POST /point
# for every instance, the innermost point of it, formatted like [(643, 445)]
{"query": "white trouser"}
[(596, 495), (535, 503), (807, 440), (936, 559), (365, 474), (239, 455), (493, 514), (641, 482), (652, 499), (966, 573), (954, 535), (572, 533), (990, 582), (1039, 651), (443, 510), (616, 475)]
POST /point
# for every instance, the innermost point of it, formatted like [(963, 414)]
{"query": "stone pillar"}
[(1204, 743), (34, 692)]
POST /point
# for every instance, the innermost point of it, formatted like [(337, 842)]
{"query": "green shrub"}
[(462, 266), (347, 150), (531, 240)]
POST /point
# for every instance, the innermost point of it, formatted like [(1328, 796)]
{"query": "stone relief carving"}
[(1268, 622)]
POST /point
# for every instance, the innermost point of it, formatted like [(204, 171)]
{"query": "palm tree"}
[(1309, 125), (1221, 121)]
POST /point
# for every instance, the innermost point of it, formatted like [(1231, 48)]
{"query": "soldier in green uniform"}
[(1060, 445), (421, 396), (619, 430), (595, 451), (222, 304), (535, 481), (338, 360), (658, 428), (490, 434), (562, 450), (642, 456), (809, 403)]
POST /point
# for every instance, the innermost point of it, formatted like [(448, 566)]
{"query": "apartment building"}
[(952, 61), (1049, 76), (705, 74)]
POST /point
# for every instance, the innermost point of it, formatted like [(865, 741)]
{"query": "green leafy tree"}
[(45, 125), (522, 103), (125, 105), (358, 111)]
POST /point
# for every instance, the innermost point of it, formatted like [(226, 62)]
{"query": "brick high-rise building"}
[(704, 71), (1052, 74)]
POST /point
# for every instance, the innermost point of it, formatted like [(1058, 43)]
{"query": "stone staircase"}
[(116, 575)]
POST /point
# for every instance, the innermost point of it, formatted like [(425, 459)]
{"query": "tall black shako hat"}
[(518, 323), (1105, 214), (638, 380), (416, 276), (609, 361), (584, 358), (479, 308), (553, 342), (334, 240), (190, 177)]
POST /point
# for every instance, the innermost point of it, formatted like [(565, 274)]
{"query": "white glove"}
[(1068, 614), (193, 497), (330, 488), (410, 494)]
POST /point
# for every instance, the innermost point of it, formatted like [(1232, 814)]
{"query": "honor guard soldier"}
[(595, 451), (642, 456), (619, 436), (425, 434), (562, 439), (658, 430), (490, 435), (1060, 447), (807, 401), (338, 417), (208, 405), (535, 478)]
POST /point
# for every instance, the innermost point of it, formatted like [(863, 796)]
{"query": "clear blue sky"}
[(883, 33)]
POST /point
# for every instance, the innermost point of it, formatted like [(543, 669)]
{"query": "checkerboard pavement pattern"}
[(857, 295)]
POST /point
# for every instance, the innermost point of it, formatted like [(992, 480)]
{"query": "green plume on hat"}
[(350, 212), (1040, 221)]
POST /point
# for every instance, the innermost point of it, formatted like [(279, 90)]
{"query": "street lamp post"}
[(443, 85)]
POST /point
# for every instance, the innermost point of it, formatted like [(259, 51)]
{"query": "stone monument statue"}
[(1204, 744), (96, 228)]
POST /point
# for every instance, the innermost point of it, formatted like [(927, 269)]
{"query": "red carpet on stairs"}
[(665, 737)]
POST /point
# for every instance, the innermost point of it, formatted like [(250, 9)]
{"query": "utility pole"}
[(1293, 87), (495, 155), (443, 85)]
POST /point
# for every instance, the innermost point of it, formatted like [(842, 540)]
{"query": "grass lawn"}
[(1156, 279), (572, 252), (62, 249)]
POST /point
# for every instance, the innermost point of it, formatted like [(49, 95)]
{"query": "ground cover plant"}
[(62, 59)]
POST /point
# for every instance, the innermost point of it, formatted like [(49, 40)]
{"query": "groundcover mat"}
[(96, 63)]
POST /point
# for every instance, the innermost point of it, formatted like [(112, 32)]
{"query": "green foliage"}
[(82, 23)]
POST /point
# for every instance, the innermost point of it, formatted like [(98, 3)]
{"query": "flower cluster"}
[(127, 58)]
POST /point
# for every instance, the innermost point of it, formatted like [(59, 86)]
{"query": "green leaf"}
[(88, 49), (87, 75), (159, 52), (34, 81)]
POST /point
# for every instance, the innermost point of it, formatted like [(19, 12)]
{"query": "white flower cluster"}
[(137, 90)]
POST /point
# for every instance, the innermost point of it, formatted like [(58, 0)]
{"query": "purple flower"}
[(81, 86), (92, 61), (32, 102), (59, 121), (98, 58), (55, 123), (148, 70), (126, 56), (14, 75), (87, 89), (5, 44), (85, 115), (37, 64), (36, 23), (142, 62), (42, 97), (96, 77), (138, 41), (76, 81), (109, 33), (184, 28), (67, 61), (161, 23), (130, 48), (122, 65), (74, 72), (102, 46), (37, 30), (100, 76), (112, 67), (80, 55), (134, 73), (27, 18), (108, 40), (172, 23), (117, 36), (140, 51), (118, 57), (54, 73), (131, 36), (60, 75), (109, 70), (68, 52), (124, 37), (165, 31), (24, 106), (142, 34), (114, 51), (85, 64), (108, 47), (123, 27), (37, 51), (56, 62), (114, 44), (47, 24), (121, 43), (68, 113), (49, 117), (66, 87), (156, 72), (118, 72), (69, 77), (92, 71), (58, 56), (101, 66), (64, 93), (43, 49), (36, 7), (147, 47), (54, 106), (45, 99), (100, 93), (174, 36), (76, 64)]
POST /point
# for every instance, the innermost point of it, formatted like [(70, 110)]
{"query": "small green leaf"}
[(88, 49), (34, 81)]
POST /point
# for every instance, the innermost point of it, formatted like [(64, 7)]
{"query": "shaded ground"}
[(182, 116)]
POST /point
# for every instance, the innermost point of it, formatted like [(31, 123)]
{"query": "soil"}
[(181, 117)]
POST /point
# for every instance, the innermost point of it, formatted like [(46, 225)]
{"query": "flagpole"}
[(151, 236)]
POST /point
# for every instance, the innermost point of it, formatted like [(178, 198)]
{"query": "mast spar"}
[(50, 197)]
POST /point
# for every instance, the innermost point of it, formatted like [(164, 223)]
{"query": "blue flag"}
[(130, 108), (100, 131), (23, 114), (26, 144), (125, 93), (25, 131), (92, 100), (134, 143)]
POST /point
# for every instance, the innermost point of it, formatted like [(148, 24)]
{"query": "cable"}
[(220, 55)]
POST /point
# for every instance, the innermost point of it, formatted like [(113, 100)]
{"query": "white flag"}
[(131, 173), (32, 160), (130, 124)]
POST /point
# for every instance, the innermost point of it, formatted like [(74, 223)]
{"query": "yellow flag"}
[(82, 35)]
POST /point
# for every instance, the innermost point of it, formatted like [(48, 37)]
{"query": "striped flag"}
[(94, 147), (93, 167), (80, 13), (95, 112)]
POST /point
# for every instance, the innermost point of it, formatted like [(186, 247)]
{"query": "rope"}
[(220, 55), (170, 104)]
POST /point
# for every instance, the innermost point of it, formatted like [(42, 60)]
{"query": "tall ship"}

■ Task instructions
The material is to be written out once more, exactly and in full.

■ Solution
POST /point
# for every instance, the innermost point of it, formatted like [(643, 445)]
{"query": "white trouser"}
[(596, 495), (535, 503), (807, 440), (936, 559), (365, 474), (239, 455), (493, 514), (641, 482), (652, 499), (966, 573), (954, 535), (572, 533), (990, 582), (1039, 651), (443, 510), (616, 475)]
POST /point
# for every instance, the innermost point of it, formatted like [(963, 414)]
{"query": "stone pillar"}
[(1204, 743), (34, 692)]
POST /point
# for every instance, the innermost point of it, formatted like [(337, 842)]
{"query": "green shrub"}
[(462, 266), (347, 150), (531, 240)]
POST /point
# for every instance, the innermost point of it, formatted like [(1328, 796)]
{"query": "stone relief carving"}
[(1268, 622)]
POST /point
# for every instance, the innermost point of it, formatted like [(204, 171)]
{"query": "palm tree"}
[(1309, 125), (1221, 121)]
POST /point
# for every instance, the innermost point of it, formatted like [(1231, 48)]
{"query": "soldier in green uniform"}
[(1060, 445), (421, 396), (619, 430), (595, 451), (222, 304), (535, 481), (338, 360), (658, 428), (490, 434), (562, 450), (642, 456), (809, 403)]
POST /point
# for every instance, the innermost point of it, formatted like [(448, 566)]
{"query": "apartment building"}
[(952, 61), (1049, 76), (705, 74)]
POST /point
# for every instance, the innermost point of it, formatted like [(865, 741)]
{"query": "green leafy tree"}
[(45, 125), (522, 103), (125, 105), (358, 111)]
POST /point
# for every instance, the innermost point of it, formatted like [(226, 62)]
{"query": "brick high-rise building"}
[(704, 71), (1052, 74)]
POST /point
# for every instance, the innermost point of it, formatted like [(1058, 43)]
{"query": "stone staircase"}
[(116, 575)]
POST /point
# for every instance, the innermost point of it, formatted like [(425, 459)]
{"query": "tall black shako hat"}
[(518, 323), (1105, 214), (638, 380), (416, 276), (609, 361), (584, 358), (479, 308), (553, 342), (334, 240), (190, 177)]
POST /point
# for every instance, the innermost point of it, formatted like [(565, 274)]
{"query": "white glove"}
[(1068, 614), (193, 497), (330, 488), (410, 494)]
POST /point
# for every instance, the innermost point of it, formatted like [(1232, 814)]
{"query": "honor guard soldier"}
[(595, 451), (642, 456), (619, 436), (425, 434), (562, 439), (658, 430), (490, 435), (1060, 447), (807, 401), (338, 417), (208, 405), (535, 478)]
POST /point
# for every instance, the innermost point of it, formatted like [(863, 796)]
{"query": "clear blue sky"}
[(883, 33)]
POST /point
# for every instance, the innermost point of it, formatted like [(543, 669)]
{"query": "checkerboard pavement pattern"}
[(857, 295)]
POST /point
# for every instance, the innermost point of it, formatted like [(992, 480)]
{"query": "green plume on hat"}
[(350, 212), (1040, 221)]
POST /point
# for every instance, the innermost point of it, formatted like [(279, 90)]
{"query": "street lamp post"}
[(443, 85)]
POST /point
# for every instance, the innermost point of it, formatted like [(259, 51)]
{"query": "stone monument statue"}
[(1204, 744), (96, 228)]
POST /point
# for every instance, the innermost point of it, formatted like [(927, 269)]
{"query": "red carpet on stairs"}
[(665, 737)]
POST /point
# for every instance, the innermost point of it, formatted like [(250, 9)]
{"query": "utility pole"}
[(1293, 87), (495, 155), (443, 85)]
POST /point
# for every instance, the innermost point of it, formatted like [(842, 540)]
{"query": "grass lawn"}
[(1156, 279), (572, 252), (62, 249)]
POST /point
# for every instance, the innermost point of it, formatted like [(49, 95)]
{"query": "ground cover plant"}
[(62, 59)]
POST /point
# for every instance, the innermost point of it, formatted like [(49, 40)]
{"query": "groundcover mat"}
[(96, 63)]
POST /point
# for every instance, the innermost point of it, formatted like [(112, 32)]
{"query": "green foliage"}
[(82, 23)]
POST /point
# for every instance, the innermost point of it, formatted like [(98, 3)]
{"query": "flower cluster"}
[(127, 58)]
POST /point
# for every instance, the innermost point of it, formatted like [(59, 86)]
{"query": "green leaf"}
[(88, 49), (87, 75), (159, 52), (34, 81)]
POST /point
# for every instance, the innermost point of it, formatted like [(19, 12)]
{"query": "white flower cluster"}
[(137, 90)]
POST /point
# for every instance, the innermost point of it, formatted like [(58, 0)]
{"query": "purple flower"}
[(81, 86), (92, 61), (32, 102), (59, 121), (98, 58), (55, 123), (148, 70), (126, 56), (14, 75), (87, 89), (5, 44), (85, 115), (37, 64), (36, 23), (142, 62), (42, 97), (96, 77), (138, 41), (76, 81), (109, 33), (184, 28), (67, 61), (161, 23), (130, 48), (122, 65), (74, 72), (102, 46), (37, 30), (100, 76), (112, 67), (80, 55), (134, 73), (27, 18), (108, 40), (172, 23), (117, 36), (140, 51), (118, 57), (54, 73), (131, 36), (60, 75), (109, 70), (68, 52), (124, 37), (165, 31), (24, 106), (142, 34), (114, 51), (85, 64), (108, 47), (123, 27), (37, 51), (56, 62), (114, 44), (47, 24), (121, 43), (68, 113), (49, 117), (66, 87), (156, 72), (118, 72), (69, 77), (92, 71), (58, 56), (101, 66), (64, 93), (43, 49), (36, 7), (147, 47), (54, 106), (45, 99), (100, 93), (174, 36), (76, 64)]
POST /point
# for every instance, the innermost point of it, formatted like [(70, 110)]
{"query": "small green leaf"}
[(88, 49), (34, 81)]
POST /point
# for every instance, the innermost point of it, formatted like [(64, 7)]
{"query": "shaded ground"}
[(182, 116)]
POST /point
# for every instance, the innermost point of it, formatted like [(31, 123)]
{"query": "soil"}
[(181, 117)]
POST /point
# for every instance, the innermost point of it, formatted like [(46, 225)]
{"query": "flagpole"}
[(151, 236)]
POST /point
# for every instance, the innermost point of it, formatted like [(178, 198)]
{"query": "mast spar"}
[(50, 197)]
POST /point
# for every instance, the innermost point of it, formatted like [(164, 223)]
{"query": "blue flag"}
[(130, 108), (100, 131), (23, 114), (26, 144), (125, 93), (25, 131), (92, 100), (134, 143)]
POST /point
# for every instance, the innermost point of it, formatted like [(148, 24)]
{"query": "cable"}
[(220, 55)]
POST /point
# for every instance, the innermost point of it, formatted like [(113, 100)]
{"query": "white flag"}
[(131, 173), (32, 160), (130, 124)]
POST /point
# for every instance, the innermost point of it, formatted like [(74, 223)]
{"query": "yellow flag"}
[(82, 35)]
POST /point
# for every instance, the innermost point of it, formatted like [(48, 37)]
{"query": "striped flag"}
[(94, 147), (93, 167), (80, 13), (95, 112)]
POST /point
# for every instance, the innermost point of it, formatted like [(186, 247)]
{"query": "rope"}
[(220, 55), (170, 104)]
POST /point
# for every instance, the innermost point of it, formatted like [(42, 60)]
{"query": "tall ship"}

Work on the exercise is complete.